* begin MATERIAL FOR THIS EXERCISE *

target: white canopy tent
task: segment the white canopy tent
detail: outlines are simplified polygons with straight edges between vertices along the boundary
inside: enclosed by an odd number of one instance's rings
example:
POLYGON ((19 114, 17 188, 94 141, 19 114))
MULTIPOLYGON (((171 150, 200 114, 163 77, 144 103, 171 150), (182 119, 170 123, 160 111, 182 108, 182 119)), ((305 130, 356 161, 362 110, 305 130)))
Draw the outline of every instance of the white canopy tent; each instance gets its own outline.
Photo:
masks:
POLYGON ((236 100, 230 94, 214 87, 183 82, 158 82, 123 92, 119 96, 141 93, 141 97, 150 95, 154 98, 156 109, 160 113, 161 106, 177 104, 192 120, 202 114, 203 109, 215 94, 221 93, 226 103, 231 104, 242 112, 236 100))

* end MATERIAL FOR THIS EXERCISE *

Please write out all of the entries above again, word for word.

target: white canopy tent
task: segment the white canopy tent
detail: outlines are simplified polygons with straight edges between vertices along the boundary
inside: enclosed by an odd number of one instance's rings
example:
POLYGON ((19 114, 17 188, 94 141, 19 114))
MULTIPOLYGON (((171 150, 200 114, 163 77, 144 103, 171 150), (182 119, 170 123, 160 111, 182 108, 182 119)), ((305 130, 356 161, 362 110, 305 130)))
Draw the outline of every instance of the white canopy tent; each instance gets its own outline.
Photo:
masks:
POLYGON ((236 100, 230 94, 214 87, 183 82, 158 82, 123 92, 119 96, 141 93, 141 97, 150 95, 154 98, 156 109, 160 113, 161 106, 177 104, 192 120, 202 114, 203 109, 215 94, 221 93, 226 103, 231 104, 242 112, 236 100))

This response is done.